**TO DO:** Reproduce everything from "Understanding the answer" down to "needs, and desires." in the segmentation article below, word for word.

===== EXTRACTED TEXT =====

What Is Segmentation? (With Definition and Benefits)

By Indeed Editorial Team

Published June 1, 2022

The Indeed Editorial Team comprises a diverse and talented team of writers, researchers and subject matter experts equipped with Indeed's data and insights to deliver useful tips to help guide your career journey.

Segmentation means dividing your target audiences into specific markets based on a variety of traits. Segmentation gives companies the ability to identify and target their messaging to their most valuable audiences. Understanding how segmenting works can help you build a more effective marketing strategy. In this article, we answer, "What is segmentation?" discuss what its benefits are, learn the different types of market segmentation, discover what makes for a good market segment, and explore how to segment your audience.

What is segmentation?

Understanding the answer to, "What is segmentation?" can help you determine how to isolate potential target audiences to determine which might result in the highest engagements and conversions in your marketing efforts. Segmentation considers a person's age, gender, income, interests, needs, behaviours, and buying habits. Effective segmenting gets to the core of your audience and their values to understand what might attract them to your brand and drive them towards a purchase.

What are the benefits of segmentation?

There are many benefits to be realized in effectively segmenting your audiences. Listed below are some of those advantages:

  • Create more effective messaging: Instead of generic or vague copy, segmenting allows you to speak directly to your targeted groups in ways that resonate most strongly with their values, needs, and desires.

  • Develop more effective marketing strategies: Knowing your target audience can help you refine the methods and tactics to which your audience responds.

  • Increase your response rates: By targeting your message to the correct audience, you can more effectively address their questions, concerns, and requests

  • Lower your conversion costs: Finding the right people can result in spending less money to convert them to your product or service.

  • Attract the right customers: Using segmentation attracts customers who are interested in your product or service and who are more likely to remain loyal over the long term.

  • Increase brand loyalty: Customers are more likely to support brands that embody the same values, ethics, and principles they do.

  • Differentiate yourself from your competitors: Help make your brand appear more unique and more aligned with your customers' values through the use of segmentation.

  • Identify new markets: Through research and understanding of your audience, you can find new customers in underserved markets.

  • Stay on message: Targeting your message can help you stay consistent across all platforms and increase your marketing effectiveness.

  • Drive growth: As you learn more about your customers, you can develop new products and services to meet their needs, which can result in increased sales of the brand.

  • Understand pricing levels: Knowing your customers' income levels and buying habits can help you decide how high to price your product or service. You might be able to charge more for specific audiences without having to change the product.

  • Improve product development: The more you know about your customer, the more you can develop and improve products to meet their needs and desires, turning one-time customers into loyal followers that increase profit over the long term.

===== PROVIDED INFORMATION =====

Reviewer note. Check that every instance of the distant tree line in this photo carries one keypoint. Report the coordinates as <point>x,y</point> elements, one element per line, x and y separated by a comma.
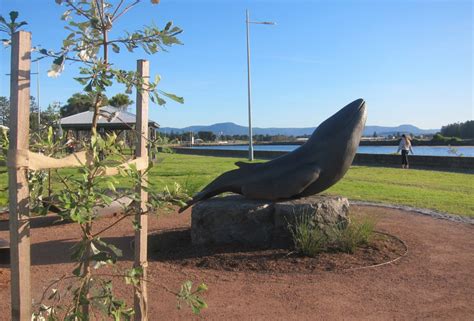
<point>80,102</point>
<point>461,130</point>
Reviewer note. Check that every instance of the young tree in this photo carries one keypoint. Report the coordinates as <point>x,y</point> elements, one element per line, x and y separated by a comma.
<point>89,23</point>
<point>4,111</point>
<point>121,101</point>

=====
===== PROVIDED INFORMATION =====

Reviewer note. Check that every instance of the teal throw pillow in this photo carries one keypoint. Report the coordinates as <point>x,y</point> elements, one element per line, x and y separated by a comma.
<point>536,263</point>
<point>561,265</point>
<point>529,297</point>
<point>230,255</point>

=====

**EXPECTED ANSWER:**
Understanding the answer to, "What is segmentation?" can help you determine how to isolate potential target audiences to determine which might result in the highest engagements and conversions in your marketing efforts. Segmentation considers a person's age, gender, income, interests, needs, behaviours, and buying habits. Effective segmenting gets to the core of your audience and their values to understand what might attract them to your brand and drive them towards a purchase.

What are the benefits of segmentation?

There are many benefits to be realized in effectively segmenting your audiences. Listed below are some of those advantages:

  • Create more effective messaging: Instead of generic or vague copy, segmenting allows you to speak directly to your targeted groups in ways that resonate most strongly with their values, needs, and desires.